Just one business day before physicians were to have implemented the Federal Trade Commission’s Red Flag Rules, the government granted yet another temporary reprieve.
The FTC has now delayed the enforcement date until Dec. 21, 2010, for all creditors, including physicians, to implement policies to protect consumers from identity fraud. It is the third time the government has extended the deadline for certain industries to implement a program to detect, prevent, and mitigate instances of identity theft. The FTC rule classifies physicians and other small businesses as “creditors,” thus requiring them to adopt certain measures to prevent identity theft.
Last week, Sens. Mark Begich (D-Alaska) and John Thune (R-SD) introduced a bill (S 3416) that would exempt certain small businesses — including physician offices with fewer than 20 employees — from the rule’s requirements. The House passed similar legislation (HR 3763) in October 2009.
According to an FTC statement, the delay will give congressional lawmakers time to consider legislation “that would affect the scope of entities covered by the rule.” The FTC also urged lawmakers to pass legislation that would “resolve any questions as to which entities are covered by the rule and obviate the need for further enforcement delays.” .
If Congress passes a bill that sets the Red Flags Rule’s compliance deadline earlier than Dec. 31, the FTC will begin enforcing the rule on the earlier date, officials said.
On May 21, 2010, the American Medical Association, American Osteopathic Association, and the Medical Society of the District of Columbia filed a lawsuit in federal court challenging the decision to classify physicians as “creditors” because they allow patients to defer payments.
The medical groups also said the implementation of the Red Flags Rule could threaten doctor-patient relationships and negatively affect patient care.
______
- [REQUIREMENT] From the piece on the Red Flags Rule delay, pull out the passage word for word, starting at the words "Last week, Sens." and ending after the words "in October 2009.".
______
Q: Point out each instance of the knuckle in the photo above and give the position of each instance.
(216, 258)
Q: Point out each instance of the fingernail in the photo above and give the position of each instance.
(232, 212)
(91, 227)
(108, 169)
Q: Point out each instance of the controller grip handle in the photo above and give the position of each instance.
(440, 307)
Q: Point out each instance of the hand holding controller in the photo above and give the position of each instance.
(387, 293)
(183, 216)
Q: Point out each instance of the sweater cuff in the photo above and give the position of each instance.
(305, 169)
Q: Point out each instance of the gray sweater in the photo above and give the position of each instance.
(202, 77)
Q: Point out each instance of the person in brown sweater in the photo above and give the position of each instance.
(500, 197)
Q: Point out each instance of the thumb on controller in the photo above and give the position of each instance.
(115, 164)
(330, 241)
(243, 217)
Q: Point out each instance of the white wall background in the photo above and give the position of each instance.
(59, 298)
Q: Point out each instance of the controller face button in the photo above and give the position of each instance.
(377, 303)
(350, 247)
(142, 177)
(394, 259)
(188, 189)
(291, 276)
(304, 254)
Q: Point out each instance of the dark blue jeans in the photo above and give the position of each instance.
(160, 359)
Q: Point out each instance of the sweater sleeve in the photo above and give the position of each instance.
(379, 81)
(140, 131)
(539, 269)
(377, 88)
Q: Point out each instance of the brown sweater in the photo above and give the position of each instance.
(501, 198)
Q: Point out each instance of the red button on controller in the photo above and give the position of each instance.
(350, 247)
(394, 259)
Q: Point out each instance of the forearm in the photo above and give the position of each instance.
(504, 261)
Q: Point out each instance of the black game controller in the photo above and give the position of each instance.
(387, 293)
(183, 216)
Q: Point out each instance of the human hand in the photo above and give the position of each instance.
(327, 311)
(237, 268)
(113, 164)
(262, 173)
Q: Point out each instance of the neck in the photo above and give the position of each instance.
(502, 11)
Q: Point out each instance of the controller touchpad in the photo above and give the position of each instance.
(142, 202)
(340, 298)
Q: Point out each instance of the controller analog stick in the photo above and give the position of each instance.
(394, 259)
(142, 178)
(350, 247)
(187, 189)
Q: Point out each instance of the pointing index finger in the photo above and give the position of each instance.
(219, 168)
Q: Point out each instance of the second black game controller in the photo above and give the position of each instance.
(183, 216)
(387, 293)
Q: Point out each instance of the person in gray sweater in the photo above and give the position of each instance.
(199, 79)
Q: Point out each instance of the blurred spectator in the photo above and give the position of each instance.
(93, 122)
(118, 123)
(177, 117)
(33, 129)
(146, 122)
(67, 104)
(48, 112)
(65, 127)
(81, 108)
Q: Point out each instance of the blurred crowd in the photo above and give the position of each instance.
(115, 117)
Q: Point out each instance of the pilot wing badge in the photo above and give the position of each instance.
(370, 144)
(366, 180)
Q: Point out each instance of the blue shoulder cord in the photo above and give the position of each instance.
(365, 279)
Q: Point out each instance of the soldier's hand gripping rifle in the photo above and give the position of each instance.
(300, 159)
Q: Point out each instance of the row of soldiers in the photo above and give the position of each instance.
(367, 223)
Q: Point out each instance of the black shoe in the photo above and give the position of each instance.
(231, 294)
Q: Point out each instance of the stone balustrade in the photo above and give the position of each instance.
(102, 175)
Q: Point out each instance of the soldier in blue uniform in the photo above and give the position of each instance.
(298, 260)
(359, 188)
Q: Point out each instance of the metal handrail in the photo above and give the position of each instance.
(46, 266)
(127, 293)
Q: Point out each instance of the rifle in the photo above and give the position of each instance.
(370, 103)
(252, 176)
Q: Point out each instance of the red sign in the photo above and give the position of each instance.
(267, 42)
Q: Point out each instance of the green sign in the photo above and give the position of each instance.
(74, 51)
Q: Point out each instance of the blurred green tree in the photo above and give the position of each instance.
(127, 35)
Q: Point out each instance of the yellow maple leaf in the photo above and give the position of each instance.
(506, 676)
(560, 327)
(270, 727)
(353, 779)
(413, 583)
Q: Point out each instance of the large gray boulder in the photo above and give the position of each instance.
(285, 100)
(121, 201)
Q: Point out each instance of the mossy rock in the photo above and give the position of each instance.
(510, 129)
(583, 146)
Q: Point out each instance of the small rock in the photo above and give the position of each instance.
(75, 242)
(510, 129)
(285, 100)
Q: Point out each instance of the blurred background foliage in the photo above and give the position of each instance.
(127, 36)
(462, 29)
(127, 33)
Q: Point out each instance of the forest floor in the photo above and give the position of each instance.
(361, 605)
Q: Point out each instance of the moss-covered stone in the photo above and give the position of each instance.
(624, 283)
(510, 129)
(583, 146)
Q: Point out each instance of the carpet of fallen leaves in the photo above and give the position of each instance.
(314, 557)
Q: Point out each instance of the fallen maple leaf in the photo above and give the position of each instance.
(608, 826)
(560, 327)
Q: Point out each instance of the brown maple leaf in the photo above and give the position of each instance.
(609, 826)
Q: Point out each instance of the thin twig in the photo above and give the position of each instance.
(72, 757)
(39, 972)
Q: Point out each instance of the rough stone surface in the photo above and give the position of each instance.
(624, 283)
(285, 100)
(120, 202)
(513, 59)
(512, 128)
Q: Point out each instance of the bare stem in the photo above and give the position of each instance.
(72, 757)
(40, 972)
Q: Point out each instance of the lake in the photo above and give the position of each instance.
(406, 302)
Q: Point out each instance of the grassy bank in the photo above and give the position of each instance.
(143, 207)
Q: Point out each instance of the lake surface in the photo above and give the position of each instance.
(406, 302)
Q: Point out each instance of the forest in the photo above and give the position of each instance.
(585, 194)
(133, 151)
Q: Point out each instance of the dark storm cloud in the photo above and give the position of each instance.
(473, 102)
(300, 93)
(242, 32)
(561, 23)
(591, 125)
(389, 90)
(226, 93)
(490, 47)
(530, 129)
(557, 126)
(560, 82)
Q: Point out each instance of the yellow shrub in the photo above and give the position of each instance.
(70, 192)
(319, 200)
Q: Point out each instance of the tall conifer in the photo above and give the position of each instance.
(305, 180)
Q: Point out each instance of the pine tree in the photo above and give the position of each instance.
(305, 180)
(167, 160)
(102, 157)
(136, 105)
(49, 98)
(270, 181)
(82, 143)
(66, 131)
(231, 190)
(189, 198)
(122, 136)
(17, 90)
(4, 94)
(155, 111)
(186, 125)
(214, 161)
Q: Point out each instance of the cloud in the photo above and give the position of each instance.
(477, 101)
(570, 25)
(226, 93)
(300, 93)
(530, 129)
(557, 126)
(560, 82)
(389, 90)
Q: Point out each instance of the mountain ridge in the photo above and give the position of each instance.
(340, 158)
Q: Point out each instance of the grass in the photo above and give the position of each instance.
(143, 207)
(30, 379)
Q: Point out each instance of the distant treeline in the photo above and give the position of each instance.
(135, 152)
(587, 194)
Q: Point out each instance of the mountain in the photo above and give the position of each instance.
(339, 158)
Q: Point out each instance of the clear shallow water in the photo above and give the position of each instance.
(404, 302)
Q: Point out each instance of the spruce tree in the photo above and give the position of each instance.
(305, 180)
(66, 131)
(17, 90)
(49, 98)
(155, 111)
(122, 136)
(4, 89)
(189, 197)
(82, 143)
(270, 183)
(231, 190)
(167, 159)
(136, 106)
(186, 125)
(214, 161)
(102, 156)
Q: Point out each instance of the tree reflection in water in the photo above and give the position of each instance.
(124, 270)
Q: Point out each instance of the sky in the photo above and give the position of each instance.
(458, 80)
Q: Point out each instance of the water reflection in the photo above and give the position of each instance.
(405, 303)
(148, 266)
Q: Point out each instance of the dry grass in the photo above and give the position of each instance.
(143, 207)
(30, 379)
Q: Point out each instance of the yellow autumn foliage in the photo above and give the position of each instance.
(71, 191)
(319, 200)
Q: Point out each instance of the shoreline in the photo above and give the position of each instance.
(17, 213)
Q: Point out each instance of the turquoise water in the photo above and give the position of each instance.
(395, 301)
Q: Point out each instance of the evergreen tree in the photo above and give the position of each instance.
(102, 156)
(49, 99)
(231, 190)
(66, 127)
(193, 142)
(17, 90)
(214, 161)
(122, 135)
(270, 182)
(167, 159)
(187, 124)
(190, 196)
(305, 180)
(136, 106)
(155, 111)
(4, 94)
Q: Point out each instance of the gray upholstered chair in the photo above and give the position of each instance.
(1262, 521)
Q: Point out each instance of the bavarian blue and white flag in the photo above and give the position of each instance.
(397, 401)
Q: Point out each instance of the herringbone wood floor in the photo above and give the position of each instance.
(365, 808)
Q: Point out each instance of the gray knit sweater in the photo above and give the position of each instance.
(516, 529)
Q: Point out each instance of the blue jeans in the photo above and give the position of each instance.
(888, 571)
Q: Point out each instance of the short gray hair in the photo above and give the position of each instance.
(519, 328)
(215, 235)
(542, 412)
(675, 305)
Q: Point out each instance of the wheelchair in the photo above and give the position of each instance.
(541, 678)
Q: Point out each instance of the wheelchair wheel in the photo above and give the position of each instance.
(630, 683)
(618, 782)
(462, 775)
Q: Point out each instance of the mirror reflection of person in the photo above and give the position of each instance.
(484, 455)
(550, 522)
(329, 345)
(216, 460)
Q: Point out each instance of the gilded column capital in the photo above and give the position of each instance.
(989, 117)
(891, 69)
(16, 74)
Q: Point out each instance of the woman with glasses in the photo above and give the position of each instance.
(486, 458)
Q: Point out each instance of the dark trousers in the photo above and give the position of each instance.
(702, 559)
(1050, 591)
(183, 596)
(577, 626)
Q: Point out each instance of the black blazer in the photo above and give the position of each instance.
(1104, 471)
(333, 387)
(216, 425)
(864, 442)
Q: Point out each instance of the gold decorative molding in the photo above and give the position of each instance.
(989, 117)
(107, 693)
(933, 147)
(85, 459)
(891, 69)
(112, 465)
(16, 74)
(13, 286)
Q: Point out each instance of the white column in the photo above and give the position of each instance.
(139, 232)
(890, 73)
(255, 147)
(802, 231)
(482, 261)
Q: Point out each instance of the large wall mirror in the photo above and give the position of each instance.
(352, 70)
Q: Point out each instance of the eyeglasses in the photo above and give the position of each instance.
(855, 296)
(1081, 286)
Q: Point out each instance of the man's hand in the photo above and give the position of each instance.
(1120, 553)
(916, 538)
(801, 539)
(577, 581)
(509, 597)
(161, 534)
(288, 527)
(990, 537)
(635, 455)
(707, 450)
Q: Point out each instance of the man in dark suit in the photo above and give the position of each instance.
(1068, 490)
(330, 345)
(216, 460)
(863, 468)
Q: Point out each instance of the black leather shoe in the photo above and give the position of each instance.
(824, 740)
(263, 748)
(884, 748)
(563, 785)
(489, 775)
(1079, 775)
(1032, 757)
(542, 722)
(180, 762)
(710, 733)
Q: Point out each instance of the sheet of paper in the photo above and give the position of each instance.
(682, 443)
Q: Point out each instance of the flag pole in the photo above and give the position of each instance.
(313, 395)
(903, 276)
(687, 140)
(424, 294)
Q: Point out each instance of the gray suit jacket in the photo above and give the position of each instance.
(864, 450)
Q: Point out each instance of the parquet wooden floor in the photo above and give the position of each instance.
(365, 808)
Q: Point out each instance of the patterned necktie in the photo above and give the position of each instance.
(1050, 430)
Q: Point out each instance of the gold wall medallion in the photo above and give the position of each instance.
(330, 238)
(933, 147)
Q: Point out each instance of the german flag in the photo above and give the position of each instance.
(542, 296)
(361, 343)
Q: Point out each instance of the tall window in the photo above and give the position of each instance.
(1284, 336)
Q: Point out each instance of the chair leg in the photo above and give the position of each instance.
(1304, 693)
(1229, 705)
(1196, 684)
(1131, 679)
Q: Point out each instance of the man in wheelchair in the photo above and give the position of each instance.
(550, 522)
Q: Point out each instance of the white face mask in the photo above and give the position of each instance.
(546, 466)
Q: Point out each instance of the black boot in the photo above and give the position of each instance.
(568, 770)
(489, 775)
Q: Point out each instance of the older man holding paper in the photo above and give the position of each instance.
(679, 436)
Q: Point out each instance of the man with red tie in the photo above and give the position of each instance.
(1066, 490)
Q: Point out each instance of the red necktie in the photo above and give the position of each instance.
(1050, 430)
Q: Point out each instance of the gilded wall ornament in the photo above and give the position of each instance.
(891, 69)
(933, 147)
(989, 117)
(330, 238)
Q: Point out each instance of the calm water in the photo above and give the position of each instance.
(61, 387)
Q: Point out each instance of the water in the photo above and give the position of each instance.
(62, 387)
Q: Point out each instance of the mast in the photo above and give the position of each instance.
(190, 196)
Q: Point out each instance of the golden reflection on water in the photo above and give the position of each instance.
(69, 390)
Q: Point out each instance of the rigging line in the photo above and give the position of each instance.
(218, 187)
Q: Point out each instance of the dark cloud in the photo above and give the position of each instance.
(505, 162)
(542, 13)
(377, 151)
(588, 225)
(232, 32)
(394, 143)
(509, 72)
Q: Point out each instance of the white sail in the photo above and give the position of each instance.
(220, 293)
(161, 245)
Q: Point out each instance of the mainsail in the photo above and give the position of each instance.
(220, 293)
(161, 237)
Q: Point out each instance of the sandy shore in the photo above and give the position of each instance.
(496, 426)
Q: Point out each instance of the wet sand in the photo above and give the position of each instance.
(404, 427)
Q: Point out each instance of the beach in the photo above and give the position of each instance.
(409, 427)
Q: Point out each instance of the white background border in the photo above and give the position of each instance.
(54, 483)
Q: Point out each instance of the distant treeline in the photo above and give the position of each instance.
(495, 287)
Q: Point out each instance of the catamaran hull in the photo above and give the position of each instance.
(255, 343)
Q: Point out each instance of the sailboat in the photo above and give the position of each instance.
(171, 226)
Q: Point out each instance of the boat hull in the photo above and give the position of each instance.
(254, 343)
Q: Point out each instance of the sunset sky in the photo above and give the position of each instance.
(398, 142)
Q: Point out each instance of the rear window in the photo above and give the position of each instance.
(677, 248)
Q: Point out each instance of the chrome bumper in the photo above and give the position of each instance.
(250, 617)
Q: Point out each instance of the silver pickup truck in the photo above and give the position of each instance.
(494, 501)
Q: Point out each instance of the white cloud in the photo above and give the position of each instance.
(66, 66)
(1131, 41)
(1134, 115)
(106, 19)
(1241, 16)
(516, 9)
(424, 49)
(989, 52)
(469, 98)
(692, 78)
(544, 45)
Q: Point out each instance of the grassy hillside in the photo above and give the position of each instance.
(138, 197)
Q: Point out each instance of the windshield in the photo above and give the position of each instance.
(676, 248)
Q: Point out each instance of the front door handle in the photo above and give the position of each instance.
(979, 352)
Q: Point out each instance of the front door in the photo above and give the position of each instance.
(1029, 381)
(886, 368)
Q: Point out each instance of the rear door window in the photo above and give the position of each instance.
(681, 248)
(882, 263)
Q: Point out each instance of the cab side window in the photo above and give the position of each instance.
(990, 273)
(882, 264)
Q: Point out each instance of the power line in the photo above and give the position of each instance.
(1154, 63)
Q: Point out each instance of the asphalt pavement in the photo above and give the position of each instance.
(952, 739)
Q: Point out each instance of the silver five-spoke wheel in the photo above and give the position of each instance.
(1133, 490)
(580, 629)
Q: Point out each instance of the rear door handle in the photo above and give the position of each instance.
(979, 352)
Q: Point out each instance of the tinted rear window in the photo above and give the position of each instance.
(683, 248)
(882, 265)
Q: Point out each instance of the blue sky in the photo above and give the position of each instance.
______
- [YOUR SOLUTION]
Last week, Sens. Mark Begich (D-Alaska) and John Thune (R-SD) introduced a bill (S 3416) that would exempt certain small businesses — including physician offices with fewer than 20 employees — from the rule’s requirements. The House passed similar legislation (HR 3763) in October 2009.